Rows from a pointing dataset:
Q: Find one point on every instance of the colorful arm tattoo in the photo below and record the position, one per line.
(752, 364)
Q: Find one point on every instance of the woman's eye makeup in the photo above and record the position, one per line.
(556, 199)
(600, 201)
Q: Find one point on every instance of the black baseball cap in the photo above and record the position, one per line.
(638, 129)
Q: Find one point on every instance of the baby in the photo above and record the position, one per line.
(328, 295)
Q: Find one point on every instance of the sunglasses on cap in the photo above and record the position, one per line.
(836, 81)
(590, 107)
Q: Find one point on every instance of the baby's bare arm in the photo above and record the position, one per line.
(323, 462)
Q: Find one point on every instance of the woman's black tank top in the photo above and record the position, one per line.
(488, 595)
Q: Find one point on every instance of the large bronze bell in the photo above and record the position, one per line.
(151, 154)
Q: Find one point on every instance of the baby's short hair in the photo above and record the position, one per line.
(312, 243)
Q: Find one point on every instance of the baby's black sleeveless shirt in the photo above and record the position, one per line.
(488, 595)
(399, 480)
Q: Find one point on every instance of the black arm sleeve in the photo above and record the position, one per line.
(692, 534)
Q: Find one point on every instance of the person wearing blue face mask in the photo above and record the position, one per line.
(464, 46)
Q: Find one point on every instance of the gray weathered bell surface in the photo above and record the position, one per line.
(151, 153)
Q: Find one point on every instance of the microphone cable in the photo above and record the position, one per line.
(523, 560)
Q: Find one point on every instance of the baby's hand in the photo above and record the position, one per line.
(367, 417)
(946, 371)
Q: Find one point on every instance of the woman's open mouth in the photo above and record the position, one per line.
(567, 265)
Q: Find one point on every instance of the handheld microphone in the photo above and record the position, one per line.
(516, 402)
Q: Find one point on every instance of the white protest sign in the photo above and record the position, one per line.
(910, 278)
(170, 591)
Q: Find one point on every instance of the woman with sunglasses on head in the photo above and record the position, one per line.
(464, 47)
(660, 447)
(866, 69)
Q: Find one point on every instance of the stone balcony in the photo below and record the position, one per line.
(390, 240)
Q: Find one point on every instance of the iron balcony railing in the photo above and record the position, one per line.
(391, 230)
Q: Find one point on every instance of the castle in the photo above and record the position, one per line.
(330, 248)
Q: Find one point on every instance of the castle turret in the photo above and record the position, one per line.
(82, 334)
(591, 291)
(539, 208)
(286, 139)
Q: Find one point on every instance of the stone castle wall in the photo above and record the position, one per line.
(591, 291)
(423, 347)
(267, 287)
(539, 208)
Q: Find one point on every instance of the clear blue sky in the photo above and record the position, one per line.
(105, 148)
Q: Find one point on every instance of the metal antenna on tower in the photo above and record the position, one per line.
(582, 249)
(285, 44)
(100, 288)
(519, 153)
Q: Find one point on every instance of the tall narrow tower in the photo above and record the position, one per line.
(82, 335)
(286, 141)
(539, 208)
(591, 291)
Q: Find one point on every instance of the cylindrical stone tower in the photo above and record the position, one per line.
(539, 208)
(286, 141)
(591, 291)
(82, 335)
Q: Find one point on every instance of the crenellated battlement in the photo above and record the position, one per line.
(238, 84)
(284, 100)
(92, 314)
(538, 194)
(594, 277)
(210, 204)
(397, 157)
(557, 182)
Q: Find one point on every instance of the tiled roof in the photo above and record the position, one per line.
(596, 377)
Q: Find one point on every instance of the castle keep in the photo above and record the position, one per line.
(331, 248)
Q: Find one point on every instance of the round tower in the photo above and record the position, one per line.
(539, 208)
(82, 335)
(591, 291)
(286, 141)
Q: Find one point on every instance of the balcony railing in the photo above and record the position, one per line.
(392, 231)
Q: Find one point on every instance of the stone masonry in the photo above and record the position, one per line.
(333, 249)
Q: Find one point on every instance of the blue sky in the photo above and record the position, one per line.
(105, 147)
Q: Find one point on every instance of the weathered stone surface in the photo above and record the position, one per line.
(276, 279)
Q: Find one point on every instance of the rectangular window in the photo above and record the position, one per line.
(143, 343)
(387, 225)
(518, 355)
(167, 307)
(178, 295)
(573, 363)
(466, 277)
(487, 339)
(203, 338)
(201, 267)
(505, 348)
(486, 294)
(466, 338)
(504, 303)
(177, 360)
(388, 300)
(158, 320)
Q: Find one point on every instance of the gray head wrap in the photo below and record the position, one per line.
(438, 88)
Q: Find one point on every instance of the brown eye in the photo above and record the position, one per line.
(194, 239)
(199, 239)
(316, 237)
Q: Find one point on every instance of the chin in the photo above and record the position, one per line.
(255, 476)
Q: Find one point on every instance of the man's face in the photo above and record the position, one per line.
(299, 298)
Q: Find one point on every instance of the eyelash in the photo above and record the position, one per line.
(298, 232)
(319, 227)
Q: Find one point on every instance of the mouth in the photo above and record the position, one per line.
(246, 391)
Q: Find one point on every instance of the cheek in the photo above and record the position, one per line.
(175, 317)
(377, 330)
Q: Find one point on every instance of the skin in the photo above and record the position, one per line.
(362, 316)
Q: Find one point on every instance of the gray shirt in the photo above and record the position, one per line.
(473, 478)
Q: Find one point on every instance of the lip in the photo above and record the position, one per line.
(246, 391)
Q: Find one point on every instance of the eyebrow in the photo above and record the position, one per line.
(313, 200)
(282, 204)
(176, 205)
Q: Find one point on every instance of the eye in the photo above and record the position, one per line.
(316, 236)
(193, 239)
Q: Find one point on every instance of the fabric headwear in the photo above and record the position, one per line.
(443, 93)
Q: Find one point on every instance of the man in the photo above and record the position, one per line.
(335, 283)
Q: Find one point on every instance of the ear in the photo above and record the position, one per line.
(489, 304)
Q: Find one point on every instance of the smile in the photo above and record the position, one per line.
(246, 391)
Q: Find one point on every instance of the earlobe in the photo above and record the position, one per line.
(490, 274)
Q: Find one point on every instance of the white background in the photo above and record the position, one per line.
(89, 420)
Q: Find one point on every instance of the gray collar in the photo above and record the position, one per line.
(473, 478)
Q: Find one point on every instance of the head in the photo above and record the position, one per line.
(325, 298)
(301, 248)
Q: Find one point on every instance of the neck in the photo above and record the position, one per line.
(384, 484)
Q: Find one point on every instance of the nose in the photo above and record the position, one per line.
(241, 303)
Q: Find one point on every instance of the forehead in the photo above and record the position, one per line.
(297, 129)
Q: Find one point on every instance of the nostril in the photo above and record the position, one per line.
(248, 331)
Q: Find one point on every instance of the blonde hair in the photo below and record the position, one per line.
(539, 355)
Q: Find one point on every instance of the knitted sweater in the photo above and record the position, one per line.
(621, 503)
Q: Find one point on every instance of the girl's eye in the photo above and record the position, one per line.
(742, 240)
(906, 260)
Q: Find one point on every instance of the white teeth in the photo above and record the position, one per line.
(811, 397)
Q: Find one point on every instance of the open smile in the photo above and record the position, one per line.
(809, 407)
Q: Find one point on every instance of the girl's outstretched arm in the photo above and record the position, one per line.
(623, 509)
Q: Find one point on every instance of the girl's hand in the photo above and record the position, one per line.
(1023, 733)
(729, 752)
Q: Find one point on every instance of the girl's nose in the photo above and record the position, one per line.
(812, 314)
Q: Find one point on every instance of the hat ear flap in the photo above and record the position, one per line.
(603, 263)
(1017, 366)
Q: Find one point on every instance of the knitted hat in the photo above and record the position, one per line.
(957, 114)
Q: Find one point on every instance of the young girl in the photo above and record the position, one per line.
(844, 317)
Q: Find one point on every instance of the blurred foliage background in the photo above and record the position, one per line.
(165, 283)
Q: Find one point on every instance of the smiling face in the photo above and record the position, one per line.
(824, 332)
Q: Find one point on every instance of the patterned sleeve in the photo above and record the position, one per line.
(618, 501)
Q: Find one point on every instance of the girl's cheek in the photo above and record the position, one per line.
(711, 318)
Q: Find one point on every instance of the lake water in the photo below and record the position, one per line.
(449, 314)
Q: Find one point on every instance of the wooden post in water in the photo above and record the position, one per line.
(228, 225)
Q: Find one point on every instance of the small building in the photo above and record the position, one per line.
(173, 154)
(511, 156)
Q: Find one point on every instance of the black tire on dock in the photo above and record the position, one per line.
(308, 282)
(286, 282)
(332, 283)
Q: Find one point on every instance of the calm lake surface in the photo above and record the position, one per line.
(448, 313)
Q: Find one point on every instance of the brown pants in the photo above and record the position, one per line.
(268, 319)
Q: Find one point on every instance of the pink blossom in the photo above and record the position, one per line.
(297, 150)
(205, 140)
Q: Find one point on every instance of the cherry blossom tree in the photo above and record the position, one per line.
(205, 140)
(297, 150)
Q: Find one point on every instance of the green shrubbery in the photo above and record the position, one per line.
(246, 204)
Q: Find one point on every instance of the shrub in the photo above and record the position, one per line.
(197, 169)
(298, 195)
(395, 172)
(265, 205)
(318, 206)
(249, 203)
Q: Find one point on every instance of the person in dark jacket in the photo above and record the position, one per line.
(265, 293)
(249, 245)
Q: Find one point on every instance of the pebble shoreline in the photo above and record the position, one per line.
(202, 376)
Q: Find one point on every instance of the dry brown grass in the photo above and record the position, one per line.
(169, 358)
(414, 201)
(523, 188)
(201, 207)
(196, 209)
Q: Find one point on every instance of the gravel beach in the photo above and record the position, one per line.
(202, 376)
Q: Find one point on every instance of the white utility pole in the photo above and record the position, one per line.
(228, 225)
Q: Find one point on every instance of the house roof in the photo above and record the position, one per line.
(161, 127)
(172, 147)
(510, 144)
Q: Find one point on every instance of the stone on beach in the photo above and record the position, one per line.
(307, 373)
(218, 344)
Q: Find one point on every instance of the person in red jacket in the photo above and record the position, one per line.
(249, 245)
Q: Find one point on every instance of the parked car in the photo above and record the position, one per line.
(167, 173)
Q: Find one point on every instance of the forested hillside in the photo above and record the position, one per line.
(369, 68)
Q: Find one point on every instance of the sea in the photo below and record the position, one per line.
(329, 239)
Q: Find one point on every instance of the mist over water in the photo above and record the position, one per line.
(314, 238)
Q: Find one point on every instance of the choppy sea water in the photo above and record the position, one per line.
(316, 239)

EXERCISE PROMPT: Give back exactly the lines beginning at the one with "Q: Find one point on every instance of the forested" and ending at the final line of the material; both boundary lines belong in it.

TASK OUTPUT:
Q: Find one point on every instance of the forested hillside in the photo above and record the position, one per line.
(369, 68)
Q: Find one point on every instance of the sea in the photo below and record the position, one per line.
(329, 239)
Q: Find one point on every instance of the mist over water in the photo above and record the position, one per line.
(314, 238)
Q: Find one point on every instance of the choppy sea water in the photo above and record the position, one per line.
(316, 239)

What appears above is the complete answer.